_EXCERPT TO READ_.
____________________

Fig. 6 compares catalytic activities at 400 °C, showing clear differences in the conversions of CH₄ and NO. Importantly, HCN was formed on all the catalysts but with different yields: the yield decreased in the order, Pt/α-Al₂O₃ > Pt/θ-Al₂O₃ > Pt/(θ + γ)-Al₂O₃ > Pt/γ-Al₂O₃. Furthermore, in terms of the carbon-based products, HCN was the main product on Pt/α-Al₂O₃ and Pt/θ-Al₂O₃, while CO₂ was the main product on Pt/(θ + γ)-Al₂O₃ and Pt/γ-Al₂O₃ (Fig. 6a). In the case of the N-based products, NH₃ was the dominant product on all the catalysts, but the relative yields of the other products differed. Examination of the results shows no correlation of the order of the reactivity to the CO adsorption values, BET surface areas (Table 2) and the other catalyst properties. However, the HCN yield had an inverse relation with the surface area. As will be explained later, this trend is linked to surface groups on the support.

Fig. 6 CH₄ oxidation over Pt catalysts supported on Al₂O₃ with different structures. (a) CH₄ conversion and carbon-based product yields and (b) NO conversion and nitrogen-based product yields. Reaction conditions: catalyst (100 mg), CH₄/NO/He = 13.4 : 1.8 : 84.8, 400 °C, 0.1 MPa, GHSV = 6000 h⁻¹.

____________________

_INFORMATION GIVEN_.

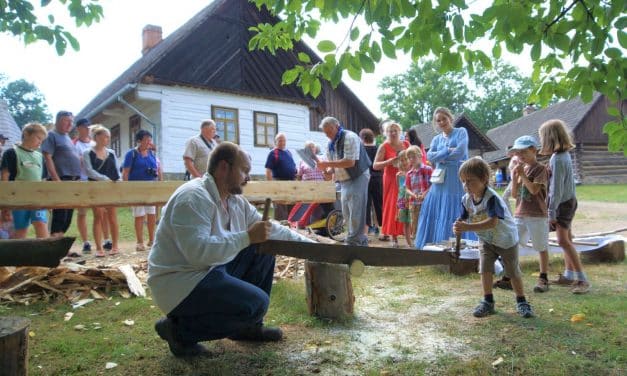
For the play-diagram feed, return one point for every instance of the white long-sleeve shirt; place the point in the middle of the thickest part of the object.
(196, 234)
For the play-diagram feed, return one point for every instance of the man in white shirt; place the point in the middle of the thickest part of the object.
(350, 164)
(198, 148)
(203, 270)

____________________

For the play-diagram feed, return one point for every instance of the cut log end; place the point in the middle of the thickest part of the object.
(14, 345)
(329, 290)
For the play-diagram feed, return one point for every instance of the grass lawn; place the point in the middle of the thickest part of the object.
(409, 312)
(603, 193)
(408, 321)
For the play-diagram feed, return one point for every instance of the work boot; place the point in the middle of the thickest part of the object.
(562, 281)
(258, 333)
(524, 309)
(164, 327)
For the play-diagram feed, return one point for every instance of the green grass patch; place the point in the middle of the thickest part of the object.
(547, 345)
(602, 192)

____________________

_WHAT YOU WILL DO_.
**1)** Name every supported platinum catalyst compared in the excerpt on CH₄ and NO conversion over platinum catalysts.
**2)** Write the next part of the excerpt on CH₄ and NO conversion over platinum catalysts, picking up after its final sentence.

_SET OF ANSWERS_.
**1)** Pt/α-Al₂O₃, Pt/θ-Al₂O₃, Pt/(θ + γ)-Al₂O₃, Pt/γ-Al₂O₃

**2)**
A contact time study with Pt/α-Al₂O₃ was used to obtain information about the reaction sequence. Fig. 7 shows the product selectivities and CH₄ and NO conversions as a function of contact time at 400 °C, and, as expected, the conversions increased with contact time. For the C-based products, the selectivity to HCN was extrapolated to 100% at zero contact time and decreased with increasing contact time, which is characteristic of a primary product. In contrast, the selectivity to CO₂ increased gradually with increasing contact time and the selectivity to CO increased slightly and then remained unchanged with increasing contact time, both of which are consistent with non-primary products. For the N-based product, the selectivity profiles suggest that N₂O and N₂ were primary products, while HCN and NH₃ were non-primary products. The results suggest that scission of the C–H and N–O bonds and the subsequent formation of N₂O and N₂ precede C–N coupling reaction to form HCN, which is converted subsequently to NH₃, CO₂ and/or CO via oxidation and hydrolysis reactions.^36–38 The oxidation of HCN proceeded on Pt sites,^36,37,39 conceivably through reaction with NO and N₂O (eqn (7) and (8)), while the hydrolysis of HCN occurred over the Al₂O₃ support surface via reaction with H₂O (eqn (9)):^32,40

2HCN + 3NO → 2CO + 2N₂ + H₂ (7)

2HCN + 2N₂O → 2CO + 2N₂ + H₂ (8)

HCN + 2H₂O → CO₂ + 2NH₃ + H₂ (9)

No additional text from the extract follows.